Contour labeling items
◇ ◇ ◇
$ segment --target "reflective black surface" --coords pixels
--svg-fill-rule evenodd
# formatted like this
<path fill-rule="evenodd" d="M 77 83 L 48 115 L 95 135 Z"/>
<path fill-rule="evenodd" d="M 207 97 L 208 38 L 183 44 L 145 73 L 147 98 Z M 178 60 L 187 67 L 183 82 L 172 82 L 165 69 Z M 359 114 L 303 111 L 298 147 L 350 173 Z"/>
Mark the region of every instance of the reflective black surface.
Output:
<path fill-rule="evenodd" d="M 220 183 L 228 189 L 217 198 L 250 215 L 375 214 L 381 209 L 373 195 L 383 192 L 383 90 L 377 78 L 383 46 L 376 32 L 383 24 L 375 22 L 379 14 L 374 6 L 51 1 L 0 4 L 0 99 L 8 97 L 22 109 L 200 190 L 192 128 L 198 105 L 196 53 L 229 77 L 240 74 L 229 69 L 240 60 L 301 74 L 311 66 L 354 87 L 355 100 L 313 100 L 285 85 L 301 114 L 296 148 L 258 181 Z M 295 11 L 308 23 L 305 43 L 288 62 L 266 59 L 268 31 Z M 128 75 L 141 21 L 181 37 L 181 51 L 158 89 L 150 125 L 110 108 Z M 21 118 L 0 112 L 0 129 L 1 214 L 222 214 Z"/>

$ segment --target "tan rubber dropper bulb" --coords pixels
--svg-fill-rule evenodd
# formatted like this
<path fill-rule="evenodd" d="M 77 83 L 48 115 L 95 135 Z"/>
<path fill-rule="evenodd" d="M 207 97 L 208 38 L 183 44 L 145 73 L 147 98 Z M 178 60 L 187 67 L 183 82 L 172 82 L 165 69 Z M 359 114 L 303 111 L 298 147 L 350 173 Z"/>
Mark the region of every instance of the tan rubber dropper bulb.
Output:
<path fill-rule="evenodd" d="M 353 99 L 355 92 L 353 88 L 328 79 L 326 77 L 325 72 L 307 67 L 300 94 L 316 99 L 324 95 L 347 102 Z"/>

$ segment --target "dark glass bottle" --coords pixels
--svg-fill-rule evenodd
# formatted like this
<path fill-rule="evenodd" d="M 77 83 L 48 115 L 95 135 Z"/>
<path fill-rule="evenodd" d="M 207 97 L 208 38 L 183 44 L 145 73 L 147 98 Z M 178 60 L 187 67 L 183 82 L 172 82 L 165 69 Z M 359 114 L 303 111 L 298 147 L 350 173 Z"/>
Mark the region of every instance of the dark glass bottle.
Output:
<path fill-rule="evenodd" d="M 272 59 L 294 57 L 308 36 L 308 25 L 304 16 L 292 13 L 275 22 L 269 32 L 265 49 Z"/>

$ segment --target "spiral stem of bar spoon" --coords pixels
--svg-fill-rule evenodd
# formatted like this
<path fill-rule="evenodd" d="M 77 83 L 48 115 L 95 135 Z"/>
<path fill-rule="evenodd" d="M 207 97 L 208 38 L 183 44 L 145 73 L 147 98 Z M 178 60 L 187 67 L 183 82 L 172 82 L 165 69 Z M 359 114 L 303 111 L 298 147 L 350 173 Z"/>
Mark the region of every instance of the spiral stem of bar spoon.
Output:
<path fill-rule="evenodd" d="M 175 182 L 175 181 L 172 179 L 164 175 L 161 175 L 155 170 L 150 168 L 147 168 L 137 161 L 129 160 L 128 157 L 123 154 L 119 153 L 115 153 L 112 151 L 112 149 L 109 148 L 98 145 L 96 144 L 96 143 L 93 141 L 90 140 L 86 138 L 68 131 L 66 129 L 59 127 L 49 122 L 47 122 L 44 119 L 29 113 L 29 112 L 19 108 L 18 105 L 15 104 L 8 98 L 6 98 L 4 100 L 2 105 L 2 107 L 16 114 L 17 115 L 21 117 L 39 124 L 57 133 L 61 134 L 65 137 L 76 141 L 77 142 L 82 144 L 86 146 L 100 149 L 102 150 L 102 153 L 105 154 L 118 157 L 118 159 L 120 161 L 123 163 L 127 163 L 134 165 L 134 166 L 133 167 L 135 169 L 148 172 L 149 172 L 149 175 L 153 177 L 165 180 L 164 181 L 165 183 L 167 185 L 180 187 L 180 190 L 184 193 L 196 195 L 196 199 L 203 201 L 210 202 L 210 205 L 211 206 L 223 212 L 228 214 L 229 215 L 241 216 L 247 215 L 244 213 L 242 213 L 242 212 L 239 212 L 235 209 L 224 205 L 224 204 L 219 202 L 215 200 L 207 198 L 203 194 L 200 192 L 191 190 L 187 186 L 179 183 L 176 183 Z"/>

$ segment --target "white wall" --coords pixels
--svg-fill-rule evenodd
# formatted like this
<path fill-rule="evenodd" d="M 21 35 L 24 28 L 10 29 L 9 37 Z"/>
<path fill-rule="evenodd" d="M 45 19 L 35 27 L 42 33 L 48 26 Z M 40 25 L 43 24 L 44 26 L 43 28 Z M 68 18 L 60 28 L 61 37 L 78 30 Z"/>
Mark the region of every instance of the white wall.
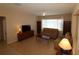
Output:
<path fill-rule="evenodd" d="M 7 43 L 17 41 L 16 25 L 28 24 L 32 30 L 36 31 L 35 16 L 16 10 L 16 8 L 0 6 L 0 16 L 6 17 Z"/>
<path fill-rule="evenodd" d="M 72 14 L 72 38 L 73 38 L 73 54 L 79 54 L 78 50 L 78 43 L 79 39 L 77 38 L 78 35 L 78 16 L 75 14 L 78 14 L 79 11 L 79 4 L 74 8 L 73 14 Z"/>

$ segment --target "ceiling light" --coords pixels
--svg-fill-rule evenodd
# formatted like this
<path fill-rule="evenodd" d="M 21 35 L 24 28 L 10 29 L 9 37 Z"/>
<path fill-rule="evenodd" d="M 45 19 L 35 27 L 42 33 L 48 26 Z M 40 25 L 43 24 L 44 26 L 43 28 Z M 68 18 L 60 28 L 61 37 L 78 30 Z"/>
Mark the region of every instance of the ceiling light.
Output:
<path fill-rule="evenodd" d="M 46 14 L 45 13 L 43 13 L 43 16 L 45 16 Z"/>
◇ ◇ ◇
GOAL
List every line of the entries above that contains the word "coords", matching case exactly.

RESPONSE
$ segment --target "reflective black surface" --coords pixels
$ segment --target "tan rubber dropper bulb" --coords pixels
$ segment --target "dark glass bottle" --coords pixels
$ segment --target "spiral stem of bar spoon" --coords pixels
$ segment --target "white wall" --coords pixels
$ segment --target "ceiling light" --coords pixels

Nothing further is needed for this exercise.